Фрагмент документа:
Реализм в живописи интерьера, яркий свет южного солнца и ветка апельсинового дерева в открытой двери таверны, что напоминает живописный прием И. Е. Репина в «Не ждали», пластичность и колористическая сочность костюмов, предметов, лиц, решение психологической коллизии в целом и в каждом из представленных персонажей все вводит как бы в бытовую драму. И все же характеры персонажей выше, героичное, чем это положено в бытовой картине, второй слой глубже, подтекст содержания значительнее, композиция проста, немногословна и подчинена строгой архитектоничности, словом, несет в себе надбытовой монументальный образный заряд.
Есть все основания считать, что реалистическая, портретная и жанровая форма таких произведений, как «Испания», «Гадалка», портреты четы Арцыбушевых и другие портреты с натуры, составляла основополагающий элемент творческого метода художника в середине 1890-х годов.
ГЛАВА ТРЕТЬЯ
РЕАЛИЗМ И СИМВОЛИЗМ В МЕТОДЕ ВРУБЕЛЯ.
НЕОРУССКОЕ НАПРАВЛЕНИЕ, «ГОТИЧЕСКИЙ СТИЛЬ» И МОДЕРН
Пора убедиться, что только труд и умелость дают человеку цену вопреки его прямым намерениям; вопреки же его намерениям он и заявит себя в труде, лишенном искательных внушений[129].

Задание A: Ветка какого дерева видна в открытой двери таверны, согласно отрывку о Врубеле?
Задание B: Перепишите из отрывка о Врубеле дословно фрагмент между словами «Есть все основания» и «лишенном искательных внушений[129].», включая их.

Набор данных:
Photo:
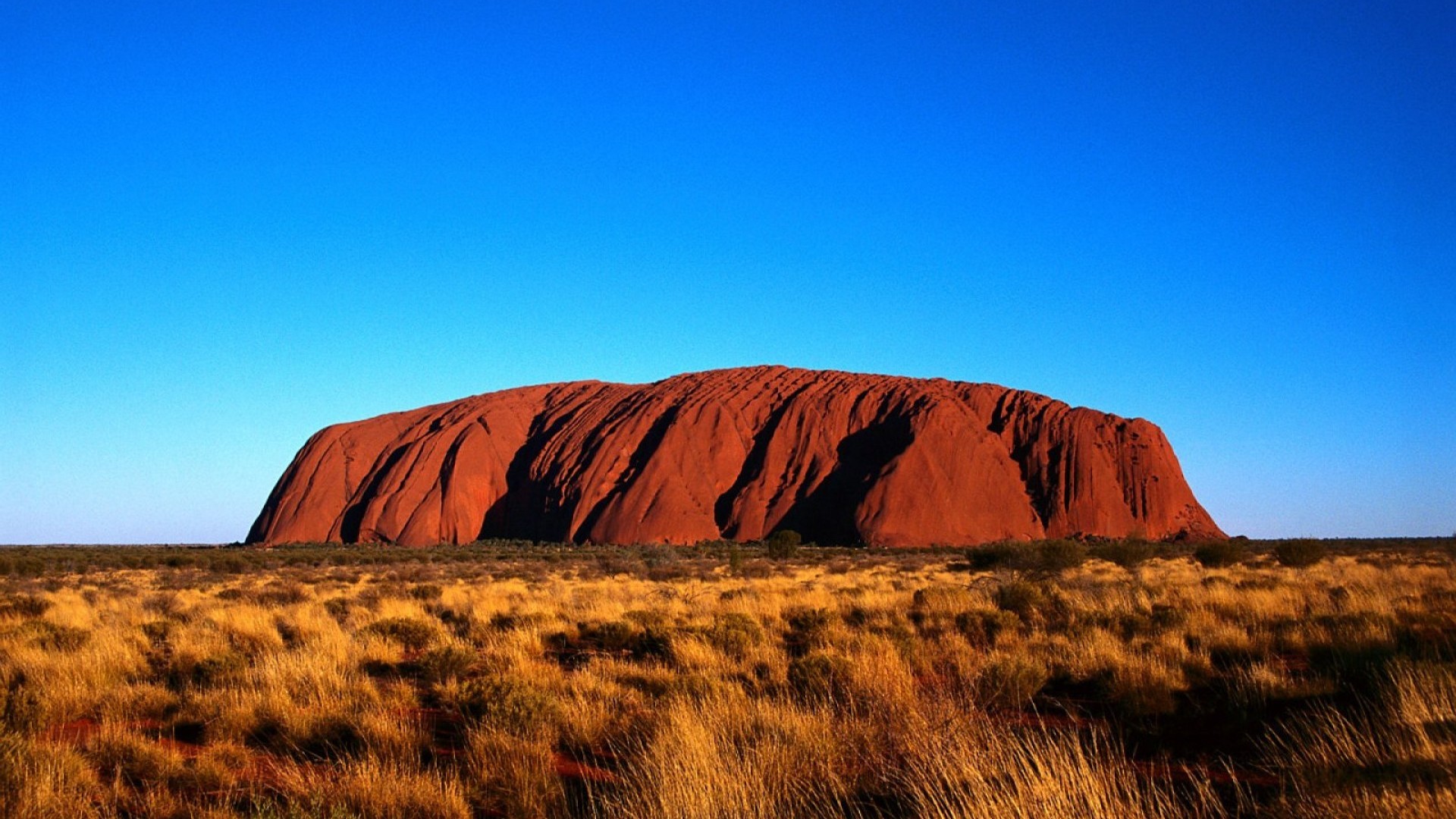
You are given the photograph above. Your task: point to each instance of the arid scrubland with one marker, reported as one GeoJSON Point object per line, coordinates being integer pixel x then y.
{"type": "Point", "coordinates": [1012, 681]}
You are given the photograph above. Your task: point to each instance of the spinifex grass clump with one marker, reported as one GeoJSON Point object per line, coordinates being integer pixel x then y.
{"type": "Point", "coordinates": [1037, 679]}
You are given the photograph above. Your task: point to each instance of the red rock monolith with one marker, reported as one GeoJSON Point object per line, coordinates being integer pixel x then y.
{"type": "Point", "coordinates": [737, 453]}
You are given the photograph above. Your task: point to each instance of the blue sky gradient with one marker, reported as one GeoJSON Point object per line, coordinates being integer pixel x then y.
{"type": "Point", "coordinates": [221, 229]}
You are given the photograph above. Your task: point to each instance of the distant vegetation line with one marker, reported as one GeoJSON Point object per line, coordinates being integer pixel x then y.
{"type": "Point", "coordinates": [235, 558]}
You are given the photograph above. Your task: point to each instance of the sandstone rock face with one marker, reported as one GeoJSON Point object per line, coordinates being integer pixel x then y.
{"type": "Point", "coordinates": [737, 453]}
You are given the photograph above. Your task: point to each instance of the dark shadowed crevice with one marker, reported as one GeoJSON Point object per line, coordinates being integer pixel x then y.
{"type": "Point", "coordinates": [639, 457]}
{"type": "Point", "coordinates": [827, 515]}
{"type": "Point", "coordinates": [752, 466]}
{"type": "Point", "coordinates": [530, 509]}
{"type": "Point", "coordinates": [354, 515]}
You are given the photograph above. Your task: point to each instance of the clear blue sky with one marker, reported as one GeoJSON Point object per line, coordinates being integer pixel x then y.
{"type": "Point", "coordinates": [224, 226]}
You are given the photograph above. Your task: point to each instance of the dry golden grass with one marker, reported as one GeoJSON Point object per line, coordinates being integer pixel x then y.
{"type": "Point", "coordinates": [679, 689]}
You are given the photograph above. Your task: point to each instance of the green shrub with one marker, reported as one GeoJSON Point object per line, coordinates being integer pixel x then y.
{"type": "Point", "coordinates": [1218, 554]}
{"type": "Point", "coordinates": [1299, 554]}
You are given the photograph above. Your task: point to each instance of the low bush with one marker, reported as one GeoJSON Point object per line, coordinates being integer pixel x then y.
{"type": "Point", "coordinates": [1301, 554]}
{"type": "Point", "coordinates": [820, 676]}
{"type": "Point", "coordinates": [783, 544]}
{"type": "Point", "coordinates": [1219, 554]}
{"type": "Point", "coordinates": [1125, 553]}
{"type": "Point", "coordinates": [1019, 598]}
{"type": "Point", "coordinates": [509, 704]}
{"type": "Point", "coordinates": [734, 634]}
{"type": "Point", "coordinates": [1009, 682]}
{"type": "Point", "coordinates": [411, 632]}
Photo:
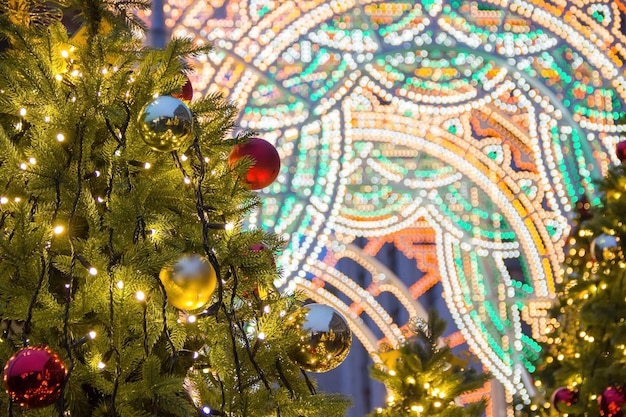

Ожидаемый ответ A: Ветка апельсинового дерева.

Ожидаемый ответ B:
Есть все основания считать, что реалистическая, портретная и жанровая форма таких произведений, как «Испания», «Гадалка», портреты четы Арцыбушевых и другие портреты с натуры, составляла основополагающий элемент творческого метода художника в середине 1890-х годов.
ГЛАВА ТРЕТЬЯ
РЕАЛИЗМ И СИМВОЛИЗМ В МЕТОДЕ ВРУБЕЛЯ.
НЕОРУССКОЕ НАПРАВЛЕНИЕ, «ГОТИЧЕСКИЙ СТИЛЬ» И МОДЕРН
Пора убедиться, что только труд и умелость дают человеку цену вопреки его прямым намерениям; вопреки же его намерениям он и заявит себя в труде, лишенном искательных внушений[129].